• VOTRE TRAVAIL:
1. Dans l'extrait sur l'art du conteur, relevez les trois moyens qui peuvent suffire à exprimer ce que l'on ressent ou ce que l'on souhaite communiquer à l'autre.
2. Poursuivez le texte sur l'apprentissage du conte à partir de sa dernière phrase.

• EXTRAIT:

════

Après quelques rencontres avec des conteurs, à l’inquiétude initiale et à sa seule réponse envisagée : exercer son autorité d’aîné sur le jeune enfant pour qu’il soit à l’écoute, s’est peu à peu substitué un désir plus positif : celui d’apprendre à conter, afin de savoir, sans jamais avoir recours à la menace, captiver son auditoire. Car si la parole du conteur fait toujours plaisir, jamais il n’impose son discours dans la violence. A partir du moment où les élèves ont écouté suffisamment de contes pour en être tous convaincus, l’accent s’est déplacé : il ne s’agissait plus de chercher comment contraindre l’enfant mais bien plutôt de trouver les moyens de le séduire par sa parole. Les élèves se sont alors intéressés à « l’art du conteur » et c’est à lui que leurs questions se sont adressées. En réponse, différentes activités d’expression ont pu alors être proposées.
En tout premier lieu, et dans l’avant du langage articulé, la première série d’exercices proposée a porté sur la maîtrise du corps : un geste, un regard, une position peuvent suffire à exprimer ce que l’on ressent ou bien ce que l’on souhaite communiquer à l’autre. L’intention, consciente ou inconsciente, est première et à chaque état émotionnel correspond un certain nombre de postures. Avec des élèves ne maîtrisant pas encore de langue de communication commune, ce travail sur le para-linguistique les met en activité tous ensemble et dans le partage, tout en leur permettant de faire connaissance les uns avec les autres et d’une certaine façon également avec eux-mêmes. Lors des premières séances, le rire prit une grande place, trahissant souvent une sorte de gêne à laisser parler le corps, comme si on ne vivait pas tous les jours avec soi-même. Cependant les élèves furent particulièrement demandeurs de ce type d’exercices et leurs progrès « dans la gestion d’eux-mêmes » furent sensibles.
Et il n’était plus question alors d’hétérogénéité. Tout le monde comprenait, chacun était compris, ce qui non seulement engendrait du plaisir mais éveillait surtout un désir de posséder une langue de communication commune afin de consolider et d’approfondir les liens naissants entre les uns et les autres.
L’entrée dans la langue va alors se faire par la phonétique, et singulièrement par la phonétique articulatoire. Chaque langue possède des sons qui lui sont spécifiques. En étant à l’écoute de son corps, on peut prendre conscience de leurs points et de leurs modes d’articulation, ce qui peut faciliter leur reproduction par l’élève. Si le son sort par la bouche, il vient du buste, sous forme d’une colonne d’air soumise, dans son itinéraire, à la position des organes phonatoires, aux muscles du visage.

════

• Enregistrements du jeu de données:
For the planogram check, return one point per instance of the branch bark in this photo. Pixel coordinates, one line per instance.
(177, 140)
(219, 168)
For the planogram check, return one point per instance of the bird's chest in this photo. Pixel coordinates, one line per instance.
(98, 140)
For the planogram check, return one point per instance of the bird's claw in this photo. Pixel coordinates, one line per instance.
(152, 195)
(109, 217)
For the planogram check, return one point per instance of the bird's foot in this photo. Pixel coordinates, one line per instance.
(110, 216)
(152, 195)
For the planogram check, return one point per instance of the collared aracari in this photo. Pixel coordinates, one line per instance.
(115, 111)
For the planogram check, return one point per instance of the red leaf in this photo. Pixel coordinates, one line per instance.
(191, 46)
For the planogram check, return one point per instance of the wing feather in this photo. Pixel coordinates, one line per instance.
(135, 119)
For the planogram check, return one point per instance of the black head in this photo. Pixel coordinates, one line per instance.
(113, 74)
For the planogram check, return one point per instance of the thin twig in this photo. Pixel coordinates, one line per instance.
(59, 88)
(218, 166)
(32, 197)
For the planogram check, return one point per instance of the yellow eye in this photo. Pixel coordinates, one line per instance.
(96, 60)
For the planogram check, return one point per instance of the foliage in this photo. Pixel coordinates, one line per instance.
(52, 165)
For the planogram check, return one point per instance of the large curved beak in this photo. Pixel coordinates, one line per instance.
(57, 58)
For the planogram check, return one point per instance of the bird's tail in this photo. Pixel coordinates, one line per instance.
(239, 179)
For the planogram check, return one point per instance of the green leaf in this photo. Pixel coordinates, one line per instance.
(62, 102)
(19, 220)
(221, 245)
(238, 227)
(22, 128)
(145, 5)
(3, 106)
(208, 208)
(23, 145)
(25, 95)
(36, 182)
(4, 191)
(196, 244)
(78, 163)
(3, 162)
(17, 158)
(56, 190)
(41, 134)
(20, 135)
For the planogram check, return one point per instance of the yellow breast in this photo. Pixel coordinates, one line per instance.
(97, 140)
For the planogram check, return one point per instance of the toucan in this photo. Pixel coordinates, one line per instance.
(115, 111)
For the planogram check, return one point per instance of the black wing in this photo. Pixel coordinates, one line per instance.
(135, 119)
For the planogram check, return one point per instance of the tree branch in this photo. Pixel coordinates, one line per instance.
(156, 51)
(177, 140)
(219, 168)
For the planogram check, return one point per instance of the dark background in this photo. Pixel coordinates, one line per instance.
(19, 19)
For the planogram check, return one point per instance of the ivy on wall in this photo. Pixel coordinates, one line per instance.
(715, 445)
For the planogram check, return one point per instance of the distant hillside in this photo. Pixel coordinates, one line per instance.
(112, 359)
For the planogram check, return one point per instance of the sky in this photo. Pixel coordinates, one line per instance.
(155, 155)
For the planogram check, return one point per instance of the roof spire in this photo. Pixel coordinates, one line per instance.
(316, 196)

════

• RÉPONSES RÉDIGÉES:
1. Un geste, un regard, une position.

2.
il vient du ventre, remonte par la colonne d’air, dépend de la position de la langue, des muscles du visage. En guise d échauffement, on peut par exemple commencer une séance par des exercices de bâillements et d’étirements sonores, les mains sur la taille pour prendre conscience de sa colonne d’air. On peut ensuite jouer sur les intentions en ajoutant au geste, le mot :« Oui – Non – Bonjour », en variant les rythmes et les hauteurs.
C’est ainsi de façon très progressive que l’on s’est acheminé vers la parole afin que personne ne soit en difficulté, à aucun moment de cet apprentissage.
Quand vint le moment de la question du choix des contes à raconter à des petits enfants, ce sont les albums qui ont été introduits et avec eux les activités de lecture. Il est à noter que dans cette dynamique de rencontres et d’échanges, les adolescents n’ont eu aucune résistance à s’emparer des livres pour « tout petit ». Et cela a eu en outre l’extrême avantage de pouvoir faire entrer les collégiens dans l’apprentissage de la lecture, à partir de textes imagés extrêmement simples, sans les inférioriser.
Tous au contraire « se sont jetés » sur les livres qui leur sont immédiatement apparus comme des objets rassurants. On ne devient pas en effet un parfait conteur – surtout dans une langue de scolarisation- en quelques mois. Par contre, il est tout à fait possible de lire de façon expressive une histoire à un enfant. C’est ce choix que fera la grande majorité des élèves en fin de projet. Et tous participeront. Tous auront appris à lire en français et découvert le plaisir du texte.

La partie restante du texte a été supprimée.